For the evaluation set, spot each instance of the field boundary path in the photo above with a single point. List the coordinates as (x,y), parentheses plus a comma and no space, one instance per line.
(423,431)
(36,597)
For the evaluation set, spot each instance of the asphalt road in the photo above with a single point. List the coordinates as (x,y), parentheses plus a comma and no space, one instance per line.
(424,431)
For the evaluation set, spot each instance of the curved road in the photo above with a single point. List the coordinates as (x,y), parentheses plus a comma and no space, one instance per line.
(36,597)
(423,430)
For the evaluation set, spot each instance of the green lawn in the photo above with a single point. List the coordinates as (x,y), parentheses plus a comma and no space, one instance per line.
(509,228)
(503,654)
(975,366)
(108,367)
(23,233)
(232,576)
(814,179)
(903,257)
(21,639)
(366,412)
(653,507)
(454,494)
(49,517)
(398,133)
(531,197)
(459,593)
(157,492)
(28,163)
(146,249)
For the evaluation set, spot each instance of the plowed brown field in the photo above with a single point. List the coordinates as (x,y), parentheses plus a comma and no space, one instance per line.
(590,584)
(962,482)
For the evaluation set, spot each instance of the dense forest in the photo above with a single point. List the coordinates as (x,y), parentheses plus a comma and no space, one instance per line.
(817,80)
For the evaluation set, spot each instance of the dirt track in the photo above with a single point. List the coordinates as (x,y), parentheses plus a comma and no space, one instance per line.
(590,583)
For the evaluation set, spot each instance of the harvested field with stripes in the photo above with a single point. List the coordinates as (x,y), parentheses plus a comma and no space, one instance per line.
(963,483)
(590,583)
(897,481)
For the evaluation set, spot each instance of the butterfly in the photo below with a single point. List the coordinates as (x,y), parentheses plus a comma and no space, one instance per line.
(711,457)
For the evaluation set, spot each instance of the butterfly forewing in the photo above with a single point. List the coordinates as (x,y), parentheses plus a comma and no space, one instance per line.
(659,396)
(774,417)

········

[WHAT THE TASK REQUIRES]
Reproduce every line of the data above word for word, from start to finish.

[TASK RESULT]
For the evaluation set, spot each instance of the field boundary path in the photo above with a single point. List the coordinates as (x,y), parentheses plus a comma and no space, one instance per line.
(423,431)
(36,597)
For the evaluation set, spot each instance of the asphalt road in the photo above with a single point. List the coordinates as (x,y), parentheses plus a comma and no space, one instance per line.
(424,431)
For the evaluation set, spot each instance of the curved road in the photo above with a single point. List the coordinates as (x,y), parentheses plus a comma and no space, one instance per line.
(36,597)
(423,430)
For the evaluation set, spot each instance of the green lawn in the photo above with a single point. List the coordinates as (x,y), parentheses plus a comma and no space, one instance per line.
(509,228)
(503,654)
(975,366)
(108,367)
(23,233)
(232,576)
(814,179)
(903,257)
(21,639)
(366,412)
(653,507)
(454,494)
(49,517)
(398,133)
(531,197)
(459,593)
(157,492)
(28,163)
(146,249)
For the evaluation set, spot each instance of the plowed brown field in the photo above with a single point. List the coordinates as (x,y), parentheses plus a comma and no space, one instance per line.
(590,584)
(962,482)
For the evaluation set, spot each instance of the dense forest in the photo above with a single point. List the coordinates as (x,y), parentheses plus a comma and no space, one instance per line.
(817,80)
For the evaluation set, spot each instance of the dirt track in the photo above with a single point. List the coordinates as (x,y), parentheses plus a comma and no space, one instance per line.
(590,583)
For the evaluation set, spot each instance of the harvested field with stripes in the photo above with a single point. List the coordinates as (x,y), parentheses plus a comma and no space, one instance per line.
(963,483)
(590,583)
(897,481)
For the evaluation set, spot each instance of the butterfly in the photo below with a single point. List the coordinates as (x,y), parentheses plus a comma and no space, one instance per line.
(711,457)
For the evaluation set, spot each instance of the butterfly forewing in the photo above with a single point. List the coordinates as (x,y), parentheses plus a comma and no space, one instance per line.
(659,396)
(774,417)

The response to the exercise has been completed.